Copy out all the lines below word for word, leaving out the pictures.

+++ Supplied entries +++

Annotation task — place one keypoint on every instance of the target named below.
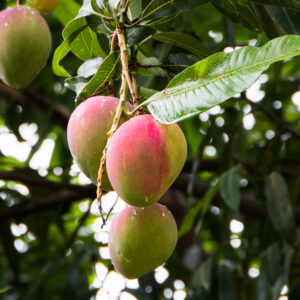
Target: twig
(73, 236)
(59, 113)
(124, 60)
(116, 120)
(52, 202)
(112, 49)
(109, 212)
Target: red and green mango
(144, 158)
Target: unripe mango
(87, 134)
(25, 41)
(141, 239)
(144, 158)
(44, 6)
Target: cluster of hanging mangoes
(144, 158)
(25, 41)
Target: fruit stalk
(124, 61)
(119, 110)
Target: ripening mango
(25, 44)
(87, 133)
(44, 6)
(141, 239)
(144, 158)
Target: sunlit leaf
(217, 78)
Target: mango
(141, 239)
(87, 134)
(144, 158)
(44, 6)
(25, 41)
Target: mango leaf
(238, 12)
(203, 275)
(163, 24)
(203, 205)
(230, 187)
(109, 69)
(153, 7)
(188, 4)
(134, 9)
(271, 262)
(76, 84)
(151, 61)
(217, 78)
(59, 54)
(293, 4)
(66, 11)
(89, 67)
(279, 207)
(184, 41)
(81, 44)
(287, 20)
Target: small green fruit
(44, 6)
(25, 41)
(141, 239)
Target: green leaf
(238, 12)
(76, 84)
(89, 67)
(153, 7)
(294, 4)
(59, 54)
(286, 19)
(217, 78)
(4, 290)
(108, 70)
(184, 41)
(230, 187)
(225, 280)
(164, 24)
(134, 9)
(66, 11)
(202, 205)
(151, 61)
(271, 263)
(203, 275)
(279, 207)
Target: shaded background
(245, 245)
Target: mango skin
(144, 158)
(44, 6)
(25, 41)
(87, 134)
(141, 239)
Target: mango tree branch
(112, 49)
(116, 120)
(124, 61)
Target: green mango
(25, 41)
(141, 239)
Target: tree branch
(60, 114)
(51, 202)
(43, 182)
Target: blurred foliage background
(239, 238)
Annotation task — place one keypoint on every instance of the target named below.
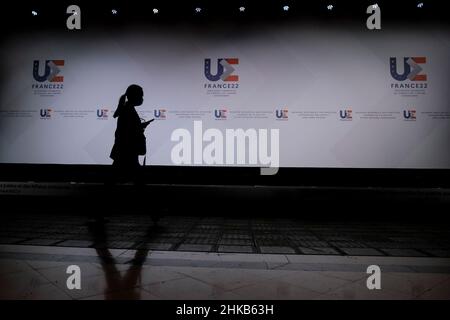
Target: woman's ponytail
(120, 106)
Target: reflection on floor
(219, 234)
(39, 272)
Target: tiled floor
(219, 234)
(39, 272)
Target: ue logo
(51, 71)
(224, 70)
(160, 113)
(409, 114)
(411, 69)
(102, 113)
(45, 113)
(281, 114)
(220, 113)
(346, 114)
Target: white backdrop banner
(339, 98)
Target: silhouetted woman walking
(129, 136)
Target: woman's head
(135, 95)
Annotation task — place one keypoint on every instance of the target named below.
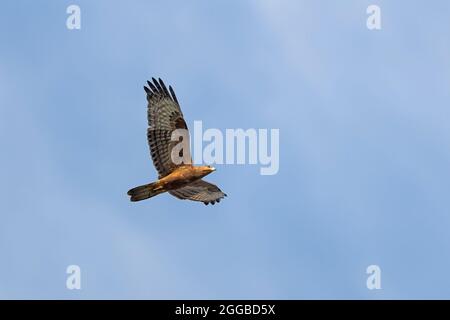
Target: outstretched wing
(199, 190)
(164, 116)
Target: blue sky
(364, 149)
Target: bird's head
(204, 170)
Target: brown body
(182, 176)
(183, 181)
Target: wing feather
(164, 116)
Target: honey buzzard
(183, 180)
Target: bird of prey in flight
(183, 180)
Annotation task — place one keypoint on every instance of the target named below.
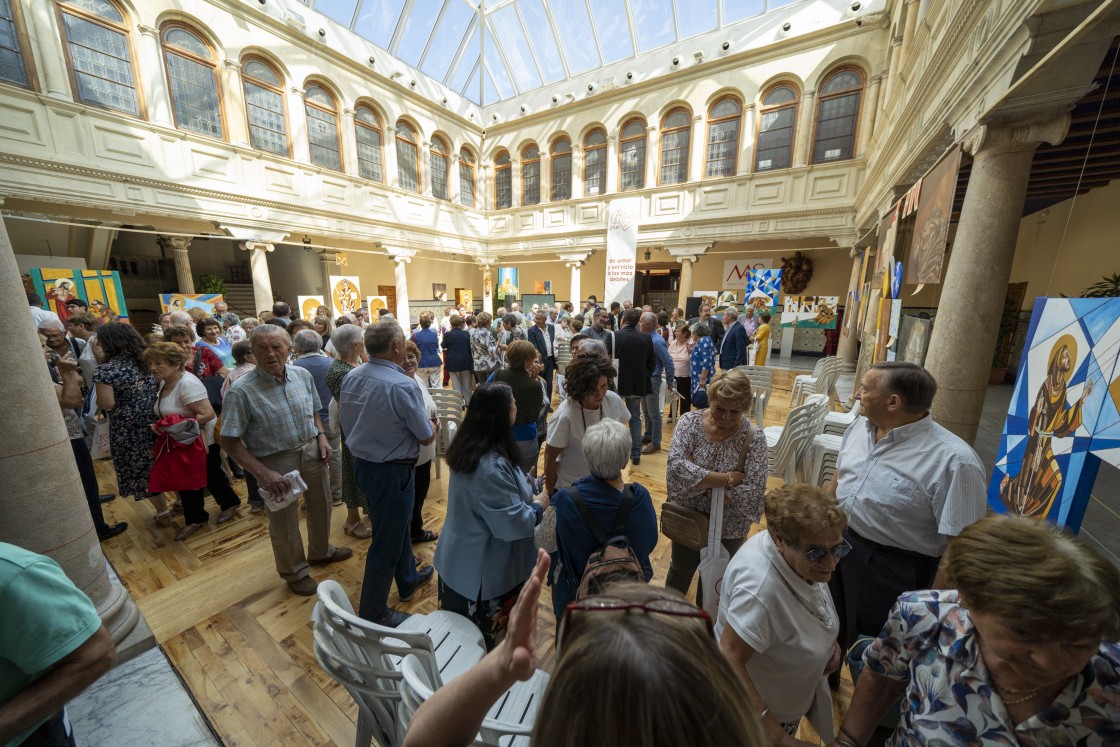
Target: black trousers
(869, 580)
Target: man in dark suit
(542, 335)
(733, 348)
(714, 324)
(636, 363)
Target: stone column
(42, 497)
(259, 267)
(178, 248)
(49, 61)
(236, 121)
(848, 348)
(155, 82)
(806, 119)
(979, 268)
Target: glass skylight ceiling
(514, 46)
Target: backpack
(615, 559)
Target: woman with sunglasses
(636, 665)
(776, 621)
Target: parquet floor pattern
(242, 642)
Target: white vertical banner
(622, 250)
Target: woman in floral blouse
(1020, 651)
(705, 454)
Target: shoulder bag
(688, 526)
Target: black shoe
(392, 618)
(425, 578)
(111, 531)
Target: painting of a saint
(1033, 491)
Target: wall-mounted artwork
(763, 288)
(100, 289)
(810, 311)
(309, 307)
(1064, 416)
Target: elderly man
(271, 427)
(663, 369)
(908, 486)
(385, 421)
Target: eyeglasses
(606, 604)
(817, 554)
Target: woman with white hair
(605, 498)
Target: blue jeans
(389, 491)
(634, 404)
(651, 408)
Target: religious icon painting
(1064, 416)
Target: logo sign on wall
(622, 248)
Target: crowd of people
(987, 629)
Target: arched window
(100, 54)
(503, 181)
(440, 152)
(268, 121)
(408, 167)
(776, 122)
(466, 177)
(367, 133)
(724, 137)
(192, 77)
(836, 117)
(674, 147)
(632, 155)
(561, 169)
(530, 175)
(12, 66)
(595, 162)
(323, 127)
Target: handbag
(689, 528)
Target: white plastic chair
(509, 721)
(364, 656)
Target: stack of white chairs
(364, 657)
(789, 444)
(449, 410)
(509, 722)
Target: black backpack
(615, 559)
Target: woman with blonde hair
(776, 622)
(1020, 650)
(706, 454)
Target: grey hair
(344, 338)
(307, 341)
(606, 448)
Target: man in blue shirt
(663, 369)
(384, 420)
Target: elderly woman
(603, 493)
(523, 364)
(486, 552)
(590, 400)
(127, 391)
(483, 347)
(776, 621)
(706, 454)
(701, 363)
(350, 354)
(1022, 650)
(180, 393)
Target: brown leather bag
(687, 526)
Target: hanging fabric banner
(622, 250)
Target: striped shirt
(269, 414)
(914, 487)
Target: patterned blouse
(930, 643)
(692, 456)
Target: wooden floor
(242, 641)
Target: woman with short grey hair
(605, 498)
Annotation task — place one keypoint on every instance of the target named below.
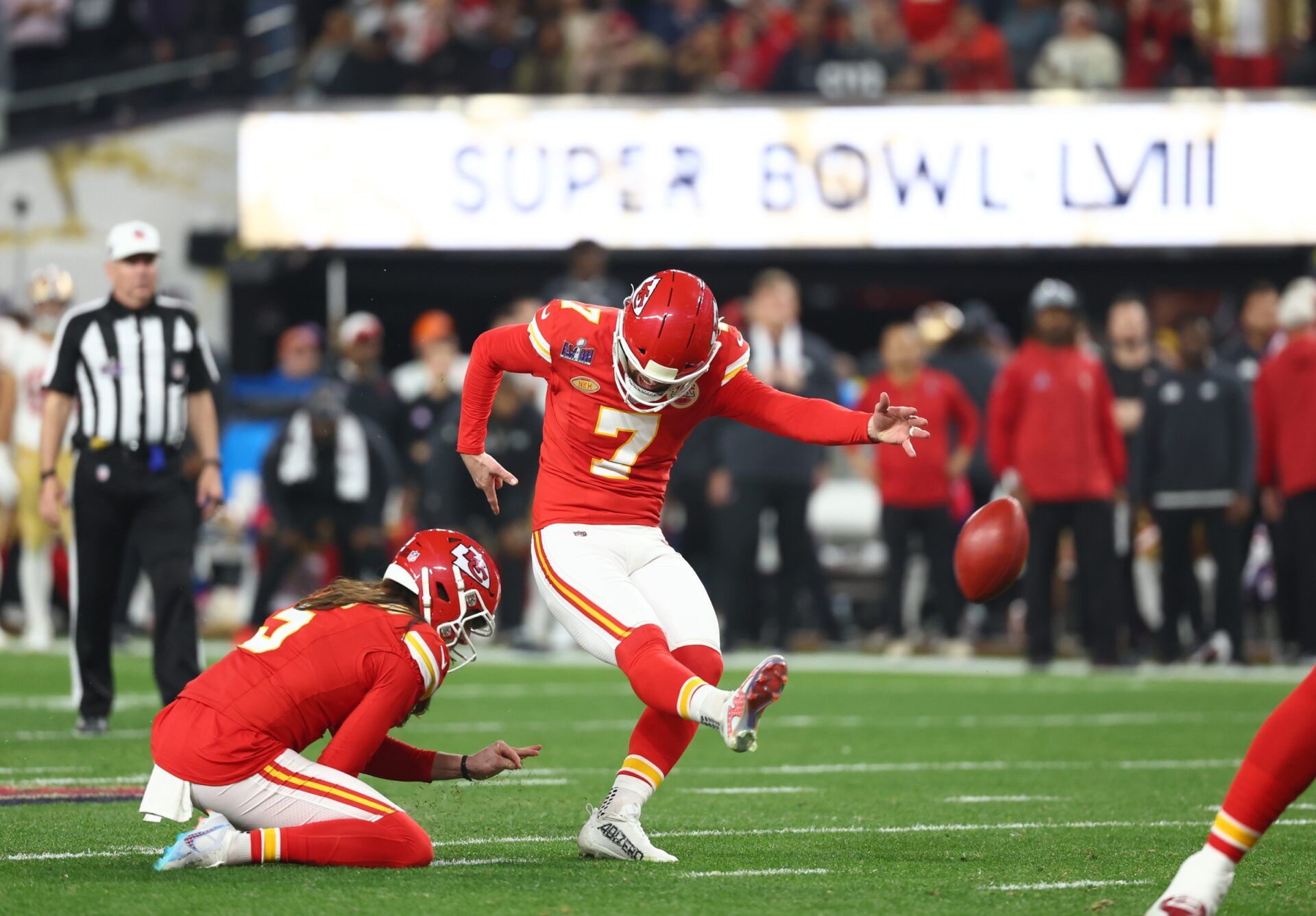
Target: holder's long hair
(380, 592)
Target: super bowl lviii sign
(1054, 171)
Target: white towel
(166, 797)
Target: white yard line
(752, 790)
(1062, 884)
(990, 799)
(781, 831)
(752, 873)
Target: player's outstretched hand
(897, 425)
(498, 757)
(489, 475)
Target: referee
(141, 372)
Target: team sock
(1280, 765)
(663, 682)
(659, 738)
(394, 841)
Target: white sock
(34, 581)
(625, 790)
(706, 706)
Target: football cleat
(746, 704)
(204, 847)
(1198, 887)
(618, 834)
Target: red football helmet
(459, 588)
(666, 339)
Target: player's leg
(299, 811)
(1280, 765)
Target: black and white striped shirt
(131, 370)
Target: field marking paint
(1062, 884)
(752, 790)
(988, 799)
(753, 873)
(779, 831)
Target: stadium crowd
(1165, 457)
(832, 48)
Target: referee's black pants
(1094, 540)
(1180, 592)
(117, 499)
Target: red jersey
(602, 463)
(1052, 418)
(940, 398)
(356, 671)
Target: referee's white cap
(131, 239)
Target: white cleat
(1198, 887)
(204, 847)
(619, 834)
(746, 704)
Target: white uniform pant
(602, 582)
(293, 791)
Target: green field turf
(875, 793)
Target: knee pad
(703, 661)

+++

Answer for this exercise:
Annotation task — place one keypoint on every instance of the target named below.
Target: twig
(73, 236)
(59, 113)
(124, 60)
(116, 120)
(52, 202)
(112, 49)
(109, 212)
Target: red and green mango
(144, 158)
Target: unripe mango
(87, 134)
(25, 41)
(141, 239)
(144, 158)
(44, 6)
Target: cluster of hanging mangoes
(144, 158)
(25, 41)
Target: fruit stalk
(124, 61)
(119, 110)
Target: ripening mango
(25, 44)
(87, 133)
(44, 6)
(141, 239)
(144, 158)
Target: sunlit leaf
(217, 78)
Target: mango
(141, 239)
(87, 134)
(144, 158)
(44, 6)
(25, 41)
Target: mango leaf
(238, 12)
(203, 275)
(163, 24)
(203, 205)
(230, 187)
(109, 69)
(153, 7)
(188, 4)
(134, 9)
(271, 262)
(76, 84)
(151, 61)
(217, 78)
(59, 54)
(293, 4)
(66, 11)
(89, 67)
(279, 207)
(184, 41)
(81, 44)
(287, 20)
Target: small green fruit
(44, 6)
(25, 41)
(141, 239)
Target: green leaf
(238, 12)
(76, 84)
(89, 67)
(153, 7)
(294, 4)
(59, 54)
(286, 19)
(217, 78)
(4, 290)
(108, 70)
(184, 41)
(230, 187)
(225, 280)
(164, 24)
(134, 9)
(66, 11)
(202, 205)
(151, 61)
(271, 263)
(203, 275)
(279, 207)
Target: shaded background
(245, 245)
Target: mango skin
(144, 158)
(44, 6)
(25, 41)
(87, 134)
(141, 239)
Target: mango tree branch
(112, 49)
(116, 120)
(124, 61)
Target: green mango
(25, 41)
(141, 239)
Target: tree branch
(60, 114)
(51, 202)
(43, 182)
Target: blurred foliage background
(239, 238)
Annotation task — place one keypoint on every instance of the target named below.
Target: woman's ponytail
(120, 106)
Target: reflection on floor
(219, 234)
(39, 272)
Target: tiled floor
(219, 234)
(39, 272)
Target: ue logo
(51, 71)
(224, 70)
(160, 113)
(409, 114)
(411, 69)
(102, 113)
(45, 113)
(281, 114)
(220, 113)
(346, 114)
Target: white backdrop banner
(339, 98)
Target: silhouetted woman walking
(129, 136)
Target: woman's head
(135, 95)
Annotation task — place one keypoint on every instance of the target named below.
Target: outstretched wing
(199, 190)
(164, 116)
Target: blue sky
(364, 149)
Target: bird's head
(204, 170)
Target: brown body
(182, 176)
(183, 181)
Target: wing feather
(164, 116)
Target: honey buzzard
(183, 180)
Target: bird of prey in flight
(183, 180)
Annotation task — place one keypoint on every instance of the target named below.
Target: black trousers
(869, 580)
Target: man in dark suit
(542, 335)
(733, 348)
(714, 324)
(636, 363)
Target: stone column
(42, 497)
(259, 267)
(178, 248)
(49, 61)
(236, 121)
(848, 348)
(155, 82)
(806, 119)
(979, 268)
Target: glass skylight ceiling
(514, 46)
Target: backpack
(615, 559)
Target: woman with sunglasses
(636, 665)
(776, 621)
Target: parquet floor pattern
(242, 642)
Target: white vertical banner
(622, 250)
Target: woman in floral blouse
(1020, 651)
(705, 454)
Target: shoulder bag
(688, 526)
Target: black shoe
(392, 618)
(425, 578)
(111, 531)
Target: painting of a saint
(1033, 491)
Target: wall-mounted artwork
(763, 288)
(100, 289)
(810, 311)
(309, 307)
(1064, 416)
Target: elderly man
(271, 427)
(663, 369)
(908, 486)
(385, 421)
Target: eyeglasses
(606, 604)
(817, 554)
Target: woman with white hair
(605, 498)
Target: blue jeans
(389, 491)
(634, 404)
(651, 408)
Target: religious icon painting
(1064, 416)
Target: logo sign on wall
(622, 248)
Target: crowd of people
(987, 629)
Target: arched window
(100, 54)
(503, 181)
(440, 152)
(268, 121)
(408, 167)
(776, 122)
(466, 177)
(367, 133)
(724, 137)
(192, 77)
(836, 117)
(674, 147)
(632, 155)
(561, 169)
(530, 175)
(12, 66)
(595, 162)
(323, 127)
Target: handbag
(689, 528)
Target: white plastic chair
(509, 721)
(364, 656)
Target: stack of white chairs
(364, 657)
(789, 444)
(449, 410)
(509, 722)
Target: black backpack
(615, 559)
Target: woman with blonde hair
(776, 622)
(1020, 650)
(706, 454)
Target: grey hair
(344, 338)
(307, 341)
(606, 448)
Target: man in blue shirt
(663, 369)
(384, 420)
Target: elderly woman
(603, 493)
(523, 364)
(486, 552)
(590, 400)
(127, 391)
(483, 347)
(776, 621)
(706, 454)
(701, 363)
(350, 354)
(1022, 650)
(180, 393)
Target: brown leather bag
(687, 526)
Target: hanging fabric banner
(622, 250)
Target: striped shirt
(269, 414)
(914, 487)
Target: patterned blouse
(930, 643)
(692, 456)
Target: wooden floor
(242, 641)
Target: woman with short grey hair
(605, 498)
Annotation task — place one keypoint on every instance of the target named below.
Target: holder's long hair
(380, 592)
Target: super bowl lviii sign
(1054, 171)
Target: white towel
(166, 797)
Target: white yard line
(752, 790)
(1062, 884)
(990, 799)
(781, 831)
(752, 873)
Target: player's outstretched hand
(897, 425)
(498, 757)
(489, 475)
Target: referee
(141, 372)
Target: team sock
(1280, 765)
(663, 682)
(659, 738)
(394, 841)
Target: white sock
(34, 581)
(625, 790)
(706, 706)
Target: football cleat
(746, 704)
(204, 847)
(1198, 887)
(618, 834)
Target: red football helmet
(459, 588)
(666, 339)
Target: player's leg
(299, 811)
(1280, 765)
Target: black and white striped shirt
(131, 370)
Target: field marking paint
(1062, 884)
(752, 790)
(988, 799)
(753, 873)
(779, 831)
Target: stadium crowd
(1165, 457)
(832, 48)
Target: referee's black pants
(1094, 540)
(1180, 592)
(117, 499)
Target: red jersey
(602, 463)
(1052, 418)
(940, 398)
(356, 671)
Target: referee's white cap
(131, 239)
Target: white cleat
(1198, 887)
(204, 847)
(619, 834)
(746, 704)
Target: white uniform pant
(602, 582)
(293, 791)
Target: green field turf
(875, 793)
Target: knee pad
(703, 661)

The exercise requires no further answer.